▶ _AIM_
How many lines in the records below contain the string "green"? Reply with the number alone.

▶ _THE DATA_

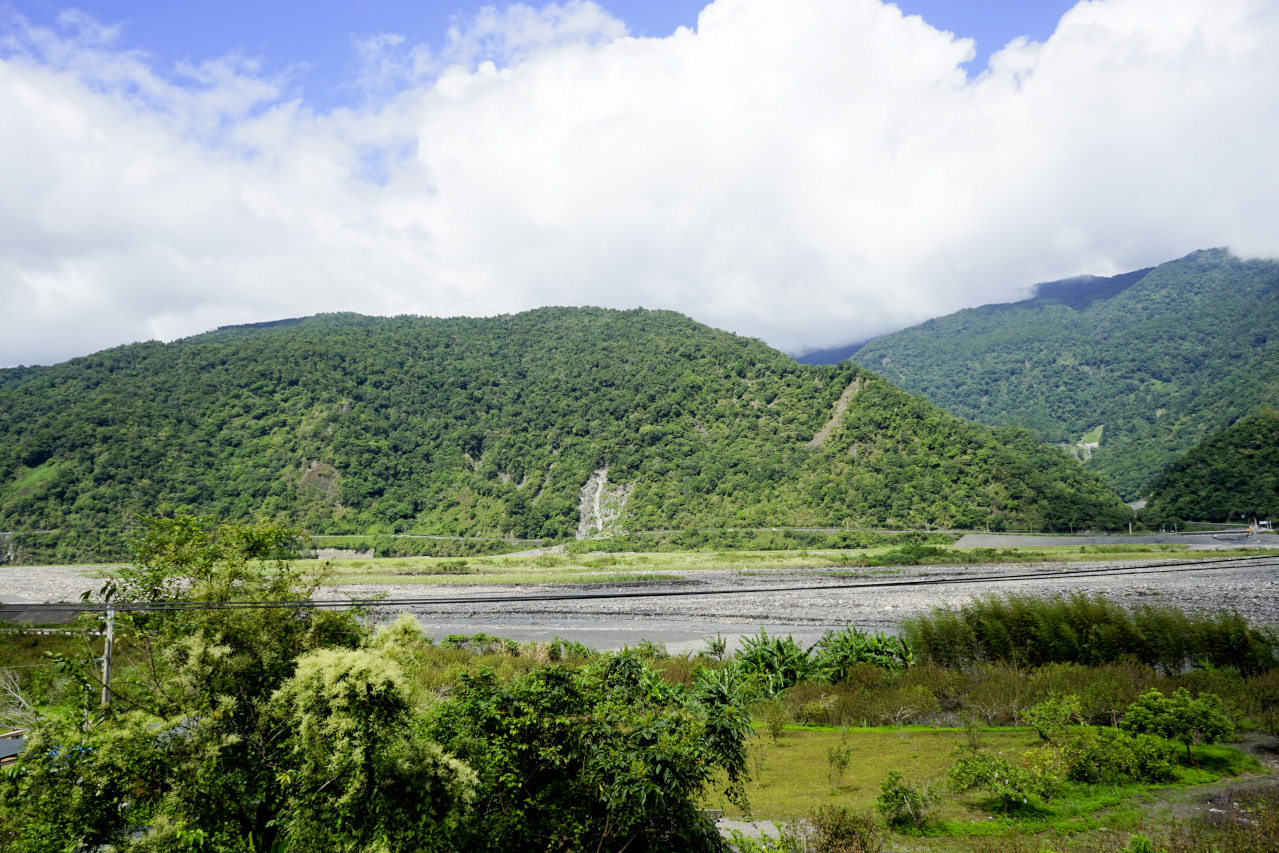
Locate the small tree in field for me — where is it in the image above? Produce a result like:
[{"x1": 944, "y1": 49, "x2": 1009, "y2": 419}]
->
[{"x1": 1119, "y1": 687, "x2": 1234, "y2": 761}]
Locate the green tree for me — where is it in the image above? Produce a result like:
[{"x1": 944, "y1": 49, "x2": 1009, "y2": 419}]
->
[
  {"x1": 427, "y1": 653, "x2": 749, "y2": 852},
  {"x1": 1119, "y1": 687, "x2": 1234, "y2": 758}
]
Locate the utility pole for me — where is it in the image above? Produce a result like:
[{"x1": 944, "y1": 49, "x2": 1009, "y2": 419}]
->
[{"x1": 102, "y1": 605, "x2": 115, "y2": 707}]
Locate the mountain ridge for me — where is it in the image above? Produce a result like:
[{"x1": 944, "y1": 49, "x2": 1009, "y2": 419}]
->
[
  {"x1": 852, "y1": 249, "x2": 1279, "y2": 500},
  {"x1": 0, "y1": 308, "x2": 1126, "y2": 560}
]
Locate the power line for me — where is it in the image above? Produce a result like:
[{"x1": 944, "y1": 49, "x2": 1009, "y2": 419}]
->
[{"x1": 7, "y1": 555, "x2": 1276, "y2": 613}]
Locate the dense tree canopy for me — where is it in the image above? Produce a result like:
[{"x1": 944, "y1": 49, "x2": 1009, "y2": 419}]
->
[
  {"x1": 1147, "y1": 408, "x2": 1279, "y2": 523},
  {"x1": 0, "y1": 308, "x2": 1122, "y2": 558},
  {"x1": 853, "y1": 249, "x2": 1279, "y2": 500}
]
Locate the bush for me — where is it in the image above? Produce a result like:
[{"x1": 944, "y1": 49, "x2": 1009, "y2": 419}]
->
[
  {"x1": 1022, "y1": 694, "x2": 1081, "y2": 740},
  {"x1": 1064, "y1": 729, "x2": 1177, "y2": 783},
  {"x1": 808, "y1": 806, "x2": 884, "y2": 853},
  {"x1": 875, "y1": 770, "x2": 941, "y2": 829},
  {"x1": 904, "y1": 593, "x2": 1279, "y2": 675},
  {"x1": 1119, "y1": 688, "x2": 1234, "y2": 758},
  {"x1": 948, "y1": 749, "x2": 1062, "y2": 812}
]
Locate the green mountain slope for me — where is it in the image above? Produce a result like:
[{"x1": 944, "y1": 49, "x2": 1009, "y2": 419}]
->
[
  {"x1": 0, "y1": 308, "x2": 1127, "y2": 560},
  {"x1": 1147, "y1": 408, "x2": 1279, "y2": 522},
  {"x1": 853, "y1": 249, "x2": 1279, "y2": 500}
]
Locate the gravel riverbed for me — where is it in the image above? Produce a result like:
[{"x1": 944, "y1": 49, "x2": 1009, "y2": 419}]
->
[{"x1": 0, "y1": 552, "x2": 1279, "y2": 652}]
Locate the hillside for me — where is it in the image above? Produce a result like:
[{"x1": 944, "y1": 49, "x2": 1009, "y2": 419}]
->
[
  {"x1": 1147, "y1": 408, "x2": 1279, "y2": 523},
  {"x1": 853, "y1": 249, "x2": 1279, "y2": 500},
  {"x1": 0, "y1": 308, "x2": 1127, "y2": 560}
]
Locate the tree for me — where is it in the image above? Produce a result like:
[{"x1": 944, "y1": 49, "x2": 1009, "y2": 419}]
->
[
  {"x1": 1119, "y1": 687, "x2": 1234, "y2": 758},
  {"x1": 0, "y1": 518, "x2": 473, "y2": 853},
  {"x1": 427, "y1": 653, "x2": 749, "y2": 853}
]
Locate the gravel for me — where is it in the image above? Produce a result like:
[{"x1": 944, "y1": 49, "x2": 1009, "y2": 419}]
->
[{"x1": 0, "y1": 555, "x2": 1279, "y2": 652}]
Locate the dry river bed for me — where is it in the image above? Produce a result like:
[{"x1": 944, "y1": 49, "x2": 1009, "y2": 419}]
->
[{"x1": 7, "y1": 554, "x2": 1279, "y2": 652}]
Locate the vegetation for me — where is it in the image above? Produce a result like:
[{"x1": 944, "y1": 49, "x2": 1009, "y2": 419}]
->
[
  {"x1": 0, "y1": 308, "x2": 1131, "y2": 561},
  {"x1": 853, "y1": 249, "x2": 1279, "y2": 501},
  {"x1": 0, "y1": 518, "x2": 748, "y2": 853},
  {"x1": 904, "y1": 593, "x2": 1279, "y2": 674},
  {"x1": 0, "y1": 517, "x2": 1279, "y2": 853},
  {"x1": 1146, "y1": 408, "x2": 1279, "y2": 524}
]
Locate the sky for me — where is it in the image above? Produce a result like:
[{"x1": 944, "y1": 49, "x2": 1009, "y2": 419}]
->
[{"x1": 0, "y1": 0, "x2": 1279, "y2": 366}]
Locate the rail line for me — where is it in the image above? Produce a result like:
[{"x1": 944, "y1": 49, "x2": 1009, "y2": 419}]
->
[{"x1": 9, "y1": 555, "x2": 1279, "y2": 613}]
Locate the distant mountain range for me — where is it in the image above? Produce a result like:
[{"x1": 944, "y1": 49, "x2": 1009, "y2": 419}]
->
[
  {"x1": 806, "y1": 249, "x2": 1279, "y2": 500},
  {"x1": 0, "y1": 308, "x2": 1131, "y2": 559}
]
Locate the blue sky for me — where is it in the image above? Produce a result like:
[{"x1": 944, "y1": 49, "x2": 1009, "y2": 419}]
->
[
  {"x1": 5, "y1": 0, "x2": 1073, "y2": 109},
  {"x1": 0, "y1": 0, "x2": 1279, "y2": 367}
]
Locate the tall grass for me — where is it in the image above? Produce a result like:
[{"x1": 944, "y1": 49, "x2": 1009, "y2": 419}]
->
[{"x1": 903, "y1": 593, "x2": 1279, "y2": 675}]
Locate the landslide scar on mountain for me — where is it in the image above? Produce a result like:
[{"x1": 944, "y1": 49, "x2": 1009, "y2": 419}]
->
[{"x1": 804, "y1": 376, "x2": 862, "y2": 450}]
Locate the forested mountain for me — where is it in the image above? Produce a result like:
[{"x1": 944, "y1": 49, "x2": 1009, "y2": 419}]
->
[
  {"x1": 0, "y1": 308, "x2": 1127, "y2": 560},
  {"x1": 853, "y1": 249, "x2": 1279, "y2": 500},
  {"x1": 1147, "y1": 408, "x2": 1279, "y2": 523}
]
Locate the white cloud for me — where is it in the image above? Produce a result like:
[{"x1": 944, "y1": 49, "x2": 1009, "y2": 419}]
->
[{"x1": 0, "y1": 0, "x2": 1279, "y2": 364}]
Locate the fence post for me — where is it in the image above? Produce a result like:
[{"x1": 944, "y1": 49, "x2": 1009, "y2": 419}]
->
[{"x1": 102, "y1": 605, "x2": 115, "y2": 707}]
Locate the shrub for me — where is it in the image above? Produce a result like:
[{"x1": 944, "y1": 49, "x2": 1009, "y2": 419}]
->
[
  {"x1": 826, "y1": 744, "x2": 853, "y2": 789},
  {"x1": 1119, "y1": 688, "x2": 1234, "y2": 758},
  {"x1": 737, "y1": 628, "x2": 822, "y2": 694},
  {"x1": 1022, "y1": 694, "x2": 1081, "y2": 740},
  {"x1": 904, "y1": 593, "x2": 1279, "y2": 675},
  {"x1": 875, "y1": 770, "x2": 941, "y2": 829},
  {"x1": 948, "y1": 749, "x2": 1062, "y2": 812},
  {"x1": 1063, "y1": 729, "x2": 1177, "y2": 783},
  {"x1": 807, "y1": 806, "x2": 884, "y2": 853}
]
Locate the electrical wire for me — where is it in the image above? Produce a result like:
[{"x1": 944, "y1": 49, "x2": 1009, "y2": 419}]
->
[{"x1": 7, "y1": 555, "x2": 1276, "y2": 613}]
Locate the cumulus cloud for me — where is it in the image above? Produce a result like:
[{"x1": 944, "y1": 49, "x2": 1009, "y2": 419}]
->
[{"x1": 0, "y1": 0, "x2": 1279, "y2": 364}]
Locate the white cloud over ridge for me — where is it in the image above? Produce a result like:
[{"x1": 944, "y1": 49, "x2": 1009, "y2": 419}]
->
[{"x1": 0, "y1": 0, "x2": 1279, "y2": 364}]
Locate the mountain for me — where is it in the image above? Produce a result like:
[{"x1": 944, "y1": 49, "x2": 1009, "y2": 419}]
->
[
  {"x1": 1147, "y1": 408, "x2": 1279, "y2": 523},
  {"x1": 794, "y1": 340, "x2": 866, "y2": 364},
  {"x1": 0, "y1": 308, "x2": 1131, "y2": 560},
  {"x1": 853, "y1": 249, "x2": 1279, "y2": 500}
]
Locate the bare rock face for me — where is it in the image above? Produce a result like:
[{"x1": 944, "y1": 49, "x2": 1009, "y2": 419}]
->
[{"x1": 577, "y1": 466, "x2": 632, "y2": 540}]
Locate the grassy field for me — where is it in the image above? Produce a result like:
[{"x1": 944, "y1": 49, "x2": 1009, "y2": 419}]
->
[{"x1": 707, "y1": 726, "x2": 1262, "y2": 838}]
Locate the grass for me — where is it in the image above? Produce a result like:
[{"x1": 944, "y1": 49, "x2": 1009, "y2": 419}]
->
[
  {"x1": 303, "y1": 545, "x2": 1267, "y2": 586},
  {"x1": 707, "y1": 726, "x2": 1261, "y2": 849}
]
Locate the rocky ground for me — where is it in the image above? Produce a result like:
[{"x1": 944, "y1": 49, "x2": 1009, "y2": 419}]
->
[{"x1": 0, "y1": 554, "x2": 1279, "y2": 651}]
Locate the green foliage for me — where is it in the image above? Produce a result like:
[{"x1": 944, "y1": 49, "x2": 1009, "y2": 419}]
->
[
  {"x1": 0, "y1": 308, "x2": 1127, "y2": 561},
  {"x1": 875, "y1": 770, "x2": 941, "y2": 829},
  {"x1": 1146, "y1": 408, "x2": 1279, "y2": 524},
  {"x1": 826, "y1": 744, "x2": 852, "y2": 790},
  {"x1": 813, "y1": 625, "x2": 914, "y2": 683},
  {"x1": 1022, "y1": 693, "x2": 1083, "y2": 742},
  {"x1": 806, "y1": 806, "x2": 885, "y2": 853},
  {"x1": 1119, "y1": 687, "x2": 1234, "y2": 757},
  {"x1": 271, "y1": 648, "x2": 477, "y2": 850},
  {"x1": 428, "y1": 655, "x2": 748, "y2": 852},
  {"x1": 1063, "y1": 728, "x2": 1177, "y2": 783},
  {"x1": 737, "y1": 627, "x2": 820, "y2": 694},
  {"x1": 0, "y1": 518, "x2": 378, "y2": 850},
  {"x1": 946, "y1": 749, "x2": 1062, "y2": 812},
  {"x1": 853, "y1": 249, "x2": 1279, "y2": 501},
  {"x1": 903, "y1": 593, "x2": 1279, "y2": 674}
]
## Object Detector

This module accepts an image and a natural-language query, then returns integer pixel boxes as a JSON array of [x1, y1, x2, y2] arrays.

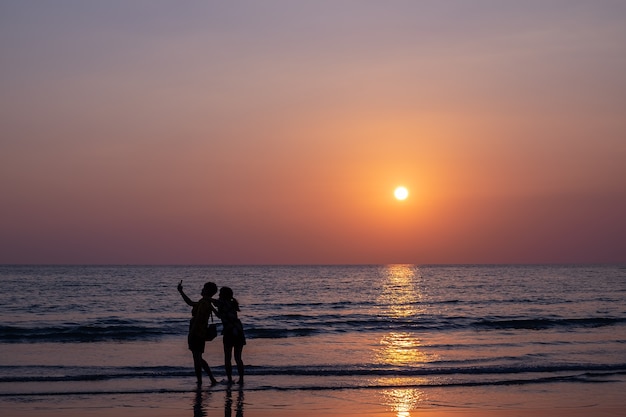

▶ _OUTPUT FOR THIS TASK_
3